Dataset entries:

Content starts

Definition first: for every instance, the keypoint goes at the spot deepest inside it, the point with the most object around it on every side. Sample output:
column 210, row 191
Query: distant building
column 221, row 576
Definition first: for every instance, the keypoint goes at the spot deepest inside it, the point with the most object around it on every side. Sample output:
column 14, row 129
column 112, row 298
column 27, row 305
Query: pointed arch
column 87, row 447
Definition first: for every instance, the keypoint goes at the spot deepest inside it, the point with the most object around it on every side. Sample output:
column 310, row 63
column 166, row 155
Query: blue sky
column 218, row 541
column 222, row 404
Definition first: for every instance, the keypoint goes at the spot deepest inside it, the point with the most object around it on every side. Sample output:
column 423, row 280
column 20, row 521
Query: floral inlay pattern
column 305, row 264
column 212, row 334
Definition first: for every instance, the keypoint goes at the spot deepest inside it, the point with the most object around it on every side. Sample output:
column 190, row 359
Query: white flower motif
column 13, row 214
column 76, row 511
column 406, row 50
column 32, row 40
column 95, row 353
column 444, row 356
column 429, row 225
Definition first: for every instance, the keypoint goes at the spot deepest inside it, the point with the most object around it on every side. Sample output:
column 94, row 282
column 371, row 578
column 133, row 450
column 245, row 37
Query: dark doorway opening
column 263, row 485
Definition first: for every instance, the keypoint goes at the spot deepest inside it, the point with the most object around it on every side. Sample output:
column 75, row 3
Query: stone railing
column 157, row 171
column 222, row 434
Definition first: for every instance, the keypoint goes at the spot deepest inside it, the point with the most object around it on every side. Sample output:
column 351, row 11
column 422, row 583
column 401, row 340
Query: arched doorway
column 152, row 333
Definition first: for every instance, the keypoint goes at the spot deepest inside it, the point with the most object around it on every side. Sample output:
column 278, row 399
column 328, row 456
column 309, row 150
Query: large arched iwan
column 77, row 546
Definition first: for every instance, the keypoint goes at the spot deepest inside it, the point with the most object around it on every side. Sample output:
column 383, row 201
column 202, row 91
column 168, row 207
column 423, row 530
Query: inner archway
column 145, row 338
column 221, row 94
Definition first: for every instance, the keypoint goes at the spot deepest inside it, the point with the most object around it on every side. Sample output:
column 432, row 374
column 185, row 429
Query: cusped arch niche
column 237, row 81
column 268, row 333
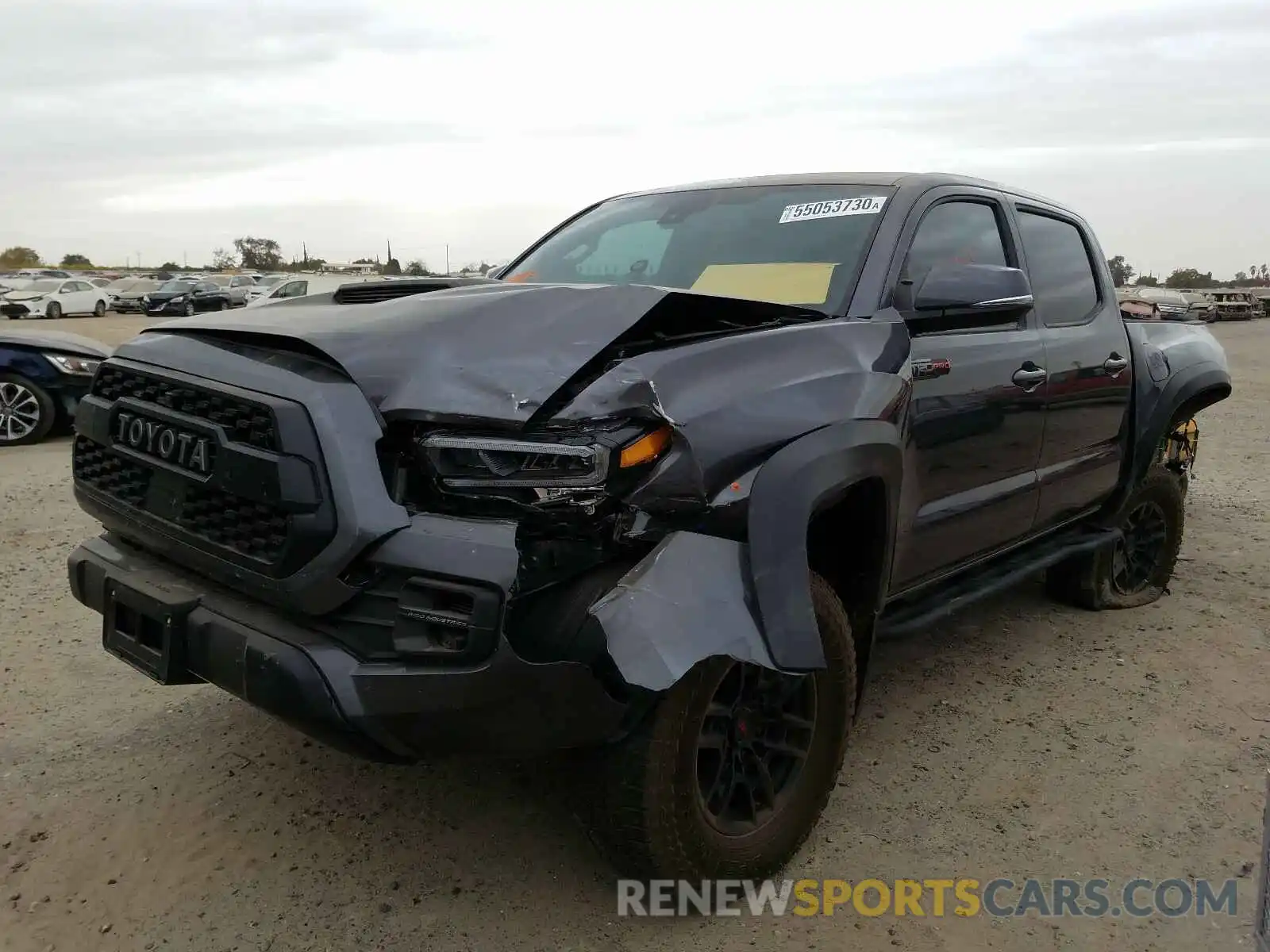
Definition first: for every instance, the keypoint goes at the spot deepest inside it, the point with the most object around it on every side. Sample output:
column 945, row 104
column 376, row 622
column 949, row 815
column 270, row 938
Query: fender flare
column 1191, row 390
column 797, row 482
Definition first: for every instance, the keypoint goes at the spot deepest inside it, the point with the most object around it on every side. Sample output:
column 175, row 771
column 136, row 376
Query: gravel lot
column 1020, row 739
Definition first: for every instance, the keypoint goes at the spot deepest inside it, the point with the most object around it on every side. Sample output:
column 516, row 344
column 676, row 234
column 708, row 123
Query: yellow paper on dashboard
column 784, row 283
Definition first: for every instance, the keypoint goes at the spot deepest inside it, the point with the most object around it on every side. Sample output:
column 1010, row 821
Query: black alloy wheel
column 753, row 740
column 1140, row 552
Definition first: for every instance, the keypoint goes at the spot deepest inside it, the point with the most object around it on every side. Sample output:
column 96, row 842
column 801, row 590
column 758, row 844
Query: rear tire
column 27, row 413
column 1137, row 570
column 673, row 797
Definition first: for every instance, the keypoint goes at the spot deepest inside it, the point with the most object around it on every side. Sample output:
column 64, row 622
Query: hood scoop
column 374, row 291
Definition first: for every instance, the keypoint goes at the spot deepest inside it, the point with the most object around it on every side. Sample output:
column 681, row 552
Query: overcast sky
column 171, row 129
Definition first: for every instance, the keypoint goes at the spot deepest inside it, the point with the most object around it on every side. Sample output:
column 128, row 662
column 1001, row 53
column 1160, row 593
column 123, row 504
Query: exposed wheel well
column 846, row 545
column 1194, row 404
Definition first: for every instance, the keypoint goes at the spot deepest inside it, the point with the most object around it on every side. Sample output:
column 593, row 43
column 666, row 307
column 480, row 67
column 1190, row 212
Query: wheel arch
column 840, row 482
column 1184, row 397
column 1157, row 410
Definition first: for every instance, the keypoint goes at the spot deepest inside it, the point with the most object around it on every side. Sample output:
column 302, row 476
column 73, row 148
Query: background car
column 54, row 298
column 42, row 378
column 237, row 286
column 186, row 298
column 1236, row 305
column 305, row 285
column 1203, row 308
column 125, row 295
column 13, row 282
column 1170, row 304
column 264, row 285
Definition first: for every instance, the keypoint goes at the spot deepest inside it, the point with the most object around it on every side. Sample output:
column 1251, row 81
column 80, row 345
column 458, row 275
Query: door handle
column 1115, row 363
column 1029, row 376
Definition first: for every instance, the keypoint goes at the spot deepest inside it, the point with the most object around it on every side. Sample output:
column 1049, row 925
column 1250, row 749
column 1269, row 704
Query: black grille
column 108, row 474
column 244, row 420
column 256, row 530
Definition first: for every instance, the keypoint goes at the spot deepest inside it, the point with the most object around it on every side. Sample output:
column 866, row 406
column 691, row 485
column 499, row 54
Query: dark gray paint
column 57, row 340
column 689, row 600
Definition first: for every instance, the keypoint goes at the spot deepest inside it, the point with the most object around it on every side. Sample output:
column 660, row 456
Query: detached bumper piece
column 179, row 628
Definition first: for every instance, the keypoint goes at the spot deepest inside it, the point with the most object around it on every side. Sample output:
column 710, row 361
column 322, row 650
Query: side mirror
column 987, row 289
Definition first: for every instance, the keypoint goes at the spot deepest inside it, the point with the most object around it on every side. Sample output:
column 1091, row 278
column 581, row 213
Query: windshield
column 787, row 244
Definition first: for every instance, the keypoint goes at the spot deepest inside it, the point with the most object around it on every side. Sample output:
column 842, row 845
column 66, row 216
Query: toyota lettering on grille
column 164, row 442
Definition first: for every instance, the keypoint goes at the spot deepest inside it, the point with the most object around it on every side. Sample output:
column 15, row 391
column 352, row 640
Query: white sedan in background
column 52, row 298
column 305, row 285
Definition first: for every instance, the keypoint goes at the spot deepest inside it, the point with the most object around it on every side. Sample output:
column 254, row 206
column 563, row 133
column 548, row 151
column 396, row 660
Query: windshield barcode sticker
column 832, row 209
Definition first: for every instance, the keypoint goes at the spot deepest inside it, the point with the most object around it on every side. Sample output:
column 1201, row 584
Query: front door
column 976, row 423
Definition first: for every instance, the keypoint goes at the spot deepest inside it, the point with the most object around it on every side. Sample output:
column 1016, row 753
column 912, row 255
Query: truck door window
column 956, row 232
column 1060, row 270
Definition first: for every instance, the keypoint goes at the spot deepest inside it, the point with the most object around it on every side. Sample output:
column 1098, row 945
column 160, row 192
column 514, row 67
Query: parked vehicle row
column 1142, row 302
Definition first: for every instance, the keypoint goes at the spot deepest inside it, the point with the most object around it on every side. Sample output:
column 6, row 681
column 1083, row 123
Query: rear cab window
column 956, row 232
column 1060, row 268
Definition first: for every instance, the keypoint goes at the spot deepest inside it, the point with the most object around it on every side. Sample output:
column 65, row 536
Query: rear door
column 1089, row 363
column 975, row 433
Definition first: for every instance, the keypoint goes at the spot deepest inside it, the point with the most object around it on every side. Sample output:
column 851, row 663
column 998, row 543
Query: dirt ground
column 1020, row 739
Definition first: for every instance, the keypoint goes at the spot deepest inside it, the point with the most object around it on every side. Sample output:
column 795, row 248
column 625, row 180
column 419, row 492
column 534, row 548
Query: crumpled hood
column 56, row 340
column 492, row 352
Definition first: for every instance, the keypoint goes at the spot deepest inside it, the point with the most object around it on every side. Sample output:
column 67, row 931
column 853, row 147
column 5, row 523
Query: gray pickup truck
column 653, row 492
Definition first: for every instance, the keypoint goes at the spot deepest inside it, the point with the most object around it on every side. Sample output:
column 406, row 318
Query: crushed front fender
column 685, row 602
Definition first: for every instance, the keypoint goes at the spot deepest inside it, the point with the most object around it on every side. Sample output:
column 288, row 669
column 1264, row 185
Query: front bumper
column 379, row 710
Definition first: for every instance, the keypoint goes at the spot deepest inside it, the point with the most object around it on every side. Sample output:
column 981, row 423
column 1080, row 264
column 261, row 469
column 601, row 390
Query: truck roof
column 887, row 179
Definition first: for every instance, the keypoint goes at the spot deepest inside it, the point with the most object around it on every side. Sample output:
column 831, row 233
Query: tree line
column 1255, row 277
column 248, row 253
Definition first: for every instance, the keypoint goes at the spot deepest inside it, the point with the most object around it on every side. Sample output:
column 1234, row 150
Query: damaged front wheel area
column 732, row 770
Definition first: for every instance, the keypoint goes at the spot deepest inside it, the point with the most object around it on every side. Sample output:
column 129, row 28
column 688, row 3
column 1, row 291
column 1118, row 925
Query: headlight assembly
column 475, row 463
column 67, row 363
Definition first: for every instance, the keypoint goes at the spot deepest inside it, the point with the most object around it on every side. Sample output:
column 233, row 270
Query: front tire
column 732, row 770
column 27, row 413
column 1137, row 569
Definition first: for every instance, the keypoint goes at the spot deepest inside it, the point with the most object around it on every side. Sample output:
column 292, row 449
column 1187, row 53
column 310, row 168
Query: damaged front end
column 450, row 524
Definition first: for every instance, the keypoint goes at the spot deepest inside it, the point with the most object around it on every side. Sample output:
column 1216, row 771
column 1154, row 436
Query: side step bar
column 1000, row 574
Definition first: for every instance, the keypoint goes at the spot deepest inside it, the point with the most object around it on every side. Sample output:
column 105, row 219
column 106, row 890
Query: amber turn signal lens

Content ends

TASK BRIEF: The lines needed run from the first line of the data through the line containing "column 245, row 37"; give them again exactly and nothing else.

OUTPUT FOR THIS TASK:
Definition first: for every instance, the keypoint goes at the spot deepest inside it, the point with the most object around it on every side. Sample output:
column 210, row 191
Query: distant building
column 221, row 576
Definition first: for every instance, the keypoint goes at the spot deepest inside it, the point with the most object around it on every side. Sample output:
column 14, row 129
column 112, row 298
column 27, row 305
Query: pointed arch
column 87, row 447
Definition first: for every instance, the keypoint goes at the spot deepest inside it, the point with the most object around it on every side. Sample output:
column 310, row 63
column 166, row 155
Query: blue sky
column 218, row 541
column 222, row 404
Definition first: for every instance, the keypoint goes at the spot deepest inside it, the point with the most object around it on every side. Sample output:
column 423, row 280
column 20, row 521
Query: floral inlay pattern
column 305, row 264
column 212, row 334
Definition first: for every instance, the keypoint goes at the spot deepest inside it, the point with the most object around it on every side. Sample output:
column 190, row 359
Query: white flower motif
column 13, row 214
column 76, row 511
column 406, row 50
column 32, row 40
column 95, row 353
column 444, row 356
column 429, row 225
Definition first: for every instance, the keypoint goes at the spot deepest inside it, the point with the most object around it on every side. Sample output:
column 94, row 282
column 371, row 578
column 133, row 450
column 245, row 37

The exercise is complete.